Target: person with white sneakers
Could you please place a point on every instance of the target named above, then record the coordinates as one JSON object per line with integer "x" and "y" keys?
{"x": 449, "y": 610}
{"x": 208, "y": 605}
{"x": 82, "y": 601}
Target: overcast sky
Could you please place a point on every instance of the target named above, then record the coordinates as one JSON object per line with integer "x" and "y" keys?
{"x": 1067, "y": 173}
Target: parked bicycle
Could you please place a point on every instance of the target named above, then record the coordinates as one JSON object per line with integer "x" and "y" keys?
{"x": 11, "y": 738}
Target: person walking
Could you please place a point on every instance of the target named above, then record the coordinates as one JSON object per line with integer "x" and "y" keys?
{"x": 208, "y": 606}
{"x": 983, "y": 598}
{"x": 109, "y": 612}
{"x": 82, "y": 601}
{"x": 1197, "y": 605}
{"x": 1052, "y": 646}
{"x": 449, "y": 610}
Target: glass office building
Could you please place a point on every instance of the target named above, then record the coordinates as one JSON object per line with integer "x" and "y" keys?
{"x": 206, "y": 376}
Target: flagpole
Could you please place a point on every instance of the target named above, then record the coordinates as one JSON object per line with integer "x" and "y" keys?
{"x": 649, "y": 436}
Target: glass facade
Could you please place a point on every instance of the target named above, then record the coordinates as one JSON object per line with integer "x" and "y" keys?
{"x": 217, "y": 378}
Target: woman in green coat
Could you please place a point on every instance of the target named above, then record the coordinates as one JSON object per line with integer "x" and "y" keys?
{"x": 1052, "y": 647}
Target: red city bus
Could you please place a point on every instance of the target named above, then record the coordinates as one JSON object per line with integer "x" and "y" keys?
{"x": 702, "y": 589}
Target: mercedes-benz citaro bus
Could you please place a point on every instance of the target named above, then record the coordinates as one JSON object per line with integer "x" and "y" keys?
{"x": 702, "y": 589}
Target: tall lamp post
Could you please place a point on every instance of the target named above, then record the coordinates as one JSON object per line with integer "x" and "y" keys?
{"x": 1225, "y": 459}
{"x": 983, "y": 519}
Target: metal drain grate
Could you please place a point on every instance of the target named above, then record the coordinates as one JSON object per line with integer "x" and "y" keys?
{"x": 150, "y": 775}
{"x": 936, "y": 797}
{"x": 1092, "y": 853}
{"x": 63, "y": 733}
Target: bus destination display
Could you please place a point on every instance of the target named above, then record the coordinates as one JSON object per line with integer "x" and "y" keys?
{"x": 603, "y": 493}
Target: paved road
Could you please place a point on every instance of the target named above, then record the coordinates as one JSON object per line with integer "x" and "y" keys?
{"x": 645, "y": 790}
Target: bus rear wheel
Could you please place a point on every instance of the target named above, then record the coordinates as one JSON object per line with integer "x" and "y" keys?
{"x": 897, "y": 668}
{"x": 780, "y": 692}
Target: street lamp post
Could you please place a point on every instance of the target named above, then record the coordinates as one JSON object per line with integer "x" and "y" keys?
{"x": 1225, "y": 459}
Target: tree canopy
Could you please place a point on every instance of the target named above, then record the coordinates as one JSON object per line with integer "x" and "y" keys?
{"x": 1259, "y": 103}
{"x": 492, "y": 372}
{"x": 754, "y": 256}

=-=-=

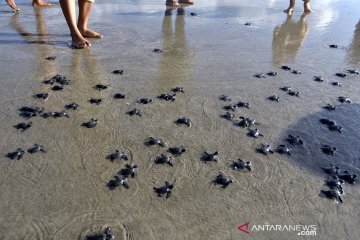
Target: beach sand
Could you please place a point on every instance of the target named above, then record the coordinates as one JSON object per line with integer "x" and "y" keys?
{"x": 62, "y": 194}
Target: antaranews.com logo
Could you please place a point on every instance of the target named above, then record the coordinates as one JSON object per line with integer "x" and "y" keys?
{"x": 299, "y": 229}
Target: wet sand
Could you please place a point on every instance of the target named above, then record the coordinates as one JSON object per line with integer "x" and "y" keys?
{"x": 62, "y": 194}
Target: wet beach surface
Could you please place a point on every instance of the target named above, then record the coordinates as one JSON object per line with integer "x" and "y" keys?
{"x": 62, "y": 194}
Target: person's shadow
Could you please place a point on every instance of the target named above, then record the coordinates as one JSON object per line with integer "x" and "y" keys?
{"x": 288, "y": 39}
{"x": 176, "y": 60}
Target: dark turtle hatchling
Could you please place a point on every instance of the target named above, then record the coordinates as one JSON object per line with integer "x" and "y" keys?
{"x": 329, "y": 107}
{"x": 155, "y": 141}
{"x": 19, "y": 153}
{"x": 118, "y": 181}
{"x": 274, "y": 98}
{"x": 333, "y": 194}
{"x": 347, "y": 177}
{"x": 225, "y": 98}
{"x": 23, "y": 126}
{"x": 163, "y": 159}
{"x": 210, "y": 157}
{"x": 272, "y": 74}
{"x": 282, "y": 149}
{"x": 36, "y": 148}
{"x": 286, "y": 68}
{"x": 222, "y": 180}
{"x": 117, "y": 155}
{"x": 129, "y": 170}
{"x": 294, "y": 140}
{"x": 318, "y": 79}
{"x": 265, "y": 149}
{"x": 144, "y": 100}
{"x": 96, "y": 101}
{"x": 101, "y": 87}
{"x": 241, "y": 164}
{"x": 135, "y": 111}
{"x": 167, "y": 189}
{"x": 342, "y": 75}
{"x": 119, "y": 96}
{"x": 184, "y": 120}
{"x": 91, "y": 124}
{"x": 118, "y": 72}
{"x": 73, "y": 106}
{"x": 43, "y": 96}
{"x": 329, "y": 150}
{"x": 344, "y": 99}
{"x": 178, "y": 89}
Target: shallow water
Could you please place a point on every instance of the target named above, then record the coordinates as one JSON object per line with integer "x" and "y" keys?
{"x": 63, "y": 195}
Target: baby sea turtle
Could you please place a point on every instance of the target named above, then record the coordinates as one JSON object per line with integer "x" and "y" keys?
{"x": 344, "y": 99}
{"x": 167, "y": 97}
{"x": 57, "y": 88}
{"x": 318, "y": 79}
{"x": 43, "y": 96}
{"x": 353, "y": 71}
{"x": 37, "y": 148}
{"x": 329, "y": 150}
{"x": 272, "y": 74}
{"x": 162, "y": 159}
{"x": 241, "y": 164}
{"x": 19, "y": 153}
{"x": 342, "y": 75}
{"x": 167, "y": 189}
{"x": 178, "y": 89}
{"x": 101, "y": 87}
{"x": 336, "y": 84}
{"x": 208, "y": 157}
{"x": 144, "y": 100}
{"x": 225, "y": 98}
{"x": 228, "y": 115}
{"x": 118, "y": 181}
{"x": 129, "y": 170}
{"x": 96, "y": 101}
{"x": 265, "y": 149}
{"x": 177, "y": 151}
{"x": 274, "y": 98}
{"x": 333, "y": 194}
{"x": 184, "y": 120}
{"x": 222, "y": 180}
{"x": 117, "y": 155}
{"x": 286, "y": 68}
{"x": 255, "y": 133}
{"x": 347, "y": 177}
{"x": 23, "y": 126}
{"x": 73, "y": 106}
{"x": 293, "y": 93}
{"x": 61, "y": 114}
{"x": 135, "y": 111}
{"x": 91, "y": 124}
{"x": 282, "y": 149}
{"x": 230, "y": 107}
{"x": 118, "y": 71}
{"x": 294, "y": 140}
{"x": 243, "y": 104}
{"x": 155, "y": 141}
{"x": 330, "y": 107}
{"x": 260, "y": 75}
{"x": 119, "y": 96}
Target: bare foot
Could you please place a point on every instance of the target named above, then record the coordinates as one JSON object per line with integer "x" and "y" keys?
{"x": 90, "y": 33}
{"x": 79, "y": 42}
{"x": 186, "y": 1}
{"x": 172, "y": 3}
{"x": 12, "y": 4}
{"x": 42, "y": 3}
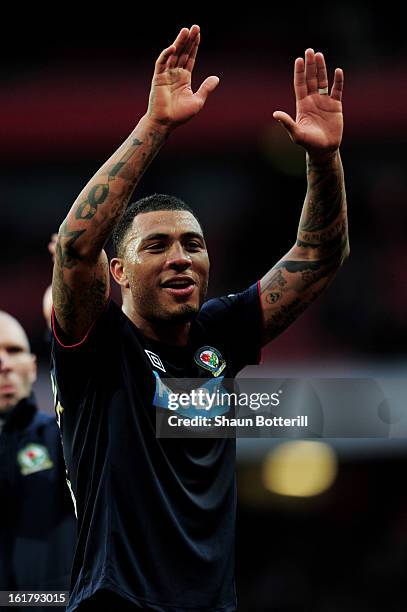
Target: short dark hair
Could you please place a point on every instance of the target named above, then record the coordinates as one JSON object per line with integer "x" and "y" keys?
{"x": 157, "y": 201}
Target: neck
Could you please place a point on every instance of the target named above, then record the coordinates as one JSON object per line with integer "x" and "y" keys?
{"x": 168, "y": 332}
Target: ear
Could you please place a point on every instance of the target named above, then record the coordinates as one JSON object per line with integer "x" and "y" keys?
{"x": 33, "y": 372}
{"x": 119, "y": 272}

=-=-=

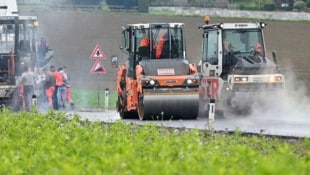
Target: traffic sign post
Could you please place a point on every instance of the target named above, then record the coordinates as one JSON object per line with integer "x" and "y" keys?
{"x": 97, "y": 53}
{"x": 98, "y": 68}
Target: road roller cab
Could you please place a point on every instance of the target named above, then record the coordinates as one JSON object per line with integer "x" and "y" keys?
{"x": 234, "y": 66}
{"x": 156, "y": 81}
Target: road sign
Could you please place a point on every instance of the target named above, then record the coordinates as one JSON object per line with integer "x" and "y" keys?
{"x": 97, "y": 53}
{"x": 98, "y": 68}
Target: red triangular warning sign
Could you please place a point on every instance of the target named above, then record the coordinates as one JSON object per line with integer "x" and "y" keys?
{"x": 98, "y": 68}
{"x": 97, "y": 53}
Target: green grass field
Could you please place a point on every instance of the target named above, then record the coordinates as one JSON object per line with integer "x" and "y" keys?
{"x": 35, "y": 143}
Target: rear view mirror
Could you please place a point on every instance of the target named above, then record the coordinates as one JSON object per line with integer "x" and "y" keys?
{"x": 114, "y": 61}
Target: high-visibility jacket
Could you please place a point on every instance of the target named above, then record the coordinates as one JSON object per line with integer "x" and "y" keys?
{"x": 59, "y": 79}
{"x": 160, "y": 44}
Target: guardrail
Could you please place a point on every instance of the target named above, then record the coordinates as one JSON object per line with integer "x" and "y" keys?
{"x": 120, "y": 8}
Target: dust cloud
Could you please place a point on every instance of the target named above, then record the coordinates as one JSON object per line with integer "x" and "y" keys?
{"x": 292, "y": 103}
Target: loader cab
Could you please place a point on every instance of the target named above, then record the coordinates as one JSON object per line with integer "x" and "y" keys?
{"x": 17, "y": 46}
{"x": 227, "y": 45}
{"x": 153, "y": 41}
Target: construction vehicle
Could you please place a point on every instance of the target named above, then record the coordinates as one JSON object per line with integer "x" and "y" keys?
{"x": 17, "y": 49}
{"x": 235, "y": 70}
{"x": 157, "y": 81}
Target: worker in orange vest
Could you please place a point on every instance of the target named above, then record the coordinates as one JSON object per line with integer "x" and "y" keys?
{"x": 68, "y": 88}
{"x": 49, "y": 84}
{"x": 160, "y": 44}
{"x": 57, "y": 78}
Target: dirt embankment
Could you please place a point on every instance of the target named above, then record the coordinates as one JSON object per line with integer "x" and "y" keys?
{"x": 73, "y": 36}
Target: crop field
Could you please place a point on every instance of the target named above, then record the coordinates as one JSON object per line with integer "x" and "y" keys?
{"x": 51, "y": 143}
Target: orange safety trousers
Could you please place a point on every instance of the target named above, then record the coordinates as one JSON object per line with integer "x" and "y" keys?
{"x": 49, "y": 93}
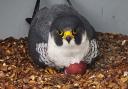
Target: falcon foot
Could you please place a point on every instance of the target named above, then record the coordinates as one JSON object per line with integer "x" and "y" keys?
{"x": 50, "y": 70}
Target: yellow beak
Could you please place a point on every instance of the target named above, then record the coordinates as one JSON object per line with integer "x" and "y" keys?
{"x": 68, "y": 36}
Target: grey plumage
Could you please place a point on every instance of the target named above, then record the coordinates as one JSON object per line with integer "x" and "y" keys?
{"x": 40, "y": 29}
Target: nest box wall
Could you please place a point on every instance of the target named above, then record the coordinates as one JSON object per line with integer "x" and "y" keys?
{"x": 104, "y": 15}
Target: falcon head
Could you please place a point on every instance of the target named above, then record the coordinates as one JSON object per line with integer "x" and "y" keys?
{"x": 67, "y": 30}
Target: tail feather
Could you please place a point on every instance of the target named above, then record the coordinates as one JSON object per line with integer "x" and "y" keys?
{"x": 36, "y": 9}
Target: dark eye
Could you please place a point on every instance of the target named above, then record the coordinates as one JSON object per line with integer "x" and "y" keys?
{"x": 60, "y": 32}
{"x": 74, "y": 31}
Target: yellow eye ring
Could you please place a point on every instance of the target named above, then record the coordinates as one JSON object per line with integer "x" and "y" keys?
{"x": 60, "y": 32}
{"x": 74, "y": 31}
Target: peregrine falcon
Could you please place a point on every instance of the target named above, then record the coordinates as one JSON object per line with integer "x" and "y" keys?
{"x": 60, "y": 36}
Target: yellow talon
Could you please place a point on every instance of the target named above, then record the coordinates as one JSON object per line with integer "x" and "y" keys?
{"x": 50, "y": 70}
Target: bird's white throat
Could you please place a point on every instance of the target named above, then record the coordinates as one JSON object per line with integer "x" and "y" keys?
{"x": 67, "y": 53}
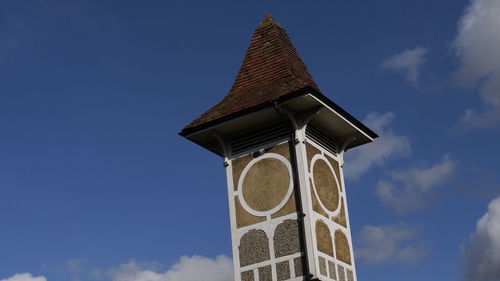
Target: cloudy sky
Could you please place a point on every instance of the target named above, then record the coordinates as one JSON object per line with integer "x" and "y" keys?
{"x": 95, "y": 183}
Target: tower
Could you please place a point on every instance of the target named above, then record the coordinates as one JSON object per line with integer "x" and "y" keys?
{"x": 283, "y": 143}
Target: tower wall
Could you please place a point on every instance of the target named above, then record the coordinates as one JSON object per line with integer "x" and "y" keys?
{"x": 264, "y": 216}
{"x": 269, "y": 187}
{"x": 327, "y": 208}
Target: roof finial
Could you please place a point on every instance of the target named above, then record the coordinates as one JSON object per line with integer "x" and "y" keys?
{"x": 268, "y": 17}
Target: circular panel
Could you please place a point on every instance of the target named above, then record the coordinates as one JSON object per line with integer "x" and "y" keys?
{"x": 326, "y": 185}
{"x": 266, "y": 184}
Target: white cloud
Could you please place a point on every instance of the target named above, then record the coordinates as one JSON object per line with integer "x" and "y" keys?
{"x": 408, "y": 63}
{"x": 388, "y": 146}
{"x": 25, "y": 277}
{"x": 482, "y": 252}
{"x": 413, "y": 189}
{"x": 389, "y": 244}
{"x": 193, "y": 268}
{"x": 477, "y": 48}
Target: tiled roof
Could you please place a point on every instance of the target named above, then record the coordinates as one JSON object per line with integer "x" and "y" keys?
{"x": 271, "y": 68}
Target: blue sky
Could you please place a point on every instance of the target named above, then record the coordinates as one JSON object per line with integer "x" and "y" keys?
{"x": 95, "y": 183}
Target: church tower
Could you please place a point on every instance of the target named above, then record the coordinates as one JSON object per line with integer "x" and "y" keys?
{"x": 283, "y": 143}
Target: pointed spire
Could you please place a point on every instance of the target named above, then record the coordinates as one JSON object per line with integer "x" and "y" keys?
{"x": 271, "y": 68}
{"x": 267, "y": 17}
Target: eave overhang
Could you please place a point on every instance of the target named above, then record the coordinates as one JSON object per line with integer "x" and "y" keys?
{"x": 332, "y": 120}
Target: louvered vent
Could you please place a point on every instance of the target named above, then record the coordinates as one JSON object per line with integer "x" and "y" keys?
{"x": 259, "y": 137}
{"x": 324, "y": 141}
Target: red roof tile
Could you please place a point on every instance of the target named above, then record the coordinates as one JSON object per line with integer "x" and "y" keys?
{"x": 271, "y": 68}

=-=-=

WHAT THE TASK REQUIRES:
In the listing above, find the line containing "Target: person with white sneakers" and the line containing "Target: glass facade", then retype both and every line between them exactly, with nothing else.

COMPLETED TASK:
Target: person with white sneakers
Could you please place a point on every instance of the target named above, then record the coordinates as one JSON object per line with integer "x" and "y" keys?
{"x": 449, "y": 610}
{"x": 208, "y": 605}
{"x": 82, "y": 601}
Target: overcast sky
Could you please place a point on every instance of the target named above, then record the coordinates as one JSON object per line with integer "x" and "y" keys?
{"x": 1067, "y": 173}
Target: parked bicycle
Could you please place a point on every instance of the target named above, then record the coordinates as one JSON object per line with integer "x" and "y" keys?
{"x": 11, "y": 738}
Target: person walking
Could you please place a point on every instance of the target named above, then record the coordinates as one JSON object per line with integer "x" and "y" keys?
{"x": 208, "y": 606}
{"x": 983, "y": 598}
{"x": 109, "y": 612}
{"x": 82, "y": 601}
{"x": 1197, "y": 605}
{"x": 1052, "y": 646}
{"x": 449, "y": 610}
Target: glass office building
Could you please place a point on every instance of the target named above, then record the coordinates as one JSON object per line with integer "x" and "y" keys?
{"x": 206, "y": 376}
Target: flagpole
Could you please place a point on every instance of the target named above, then record the coordinates as one JSON object per line with integer "x" and "y" keys?
{"x": 649, "y": 436}
Target: glass facade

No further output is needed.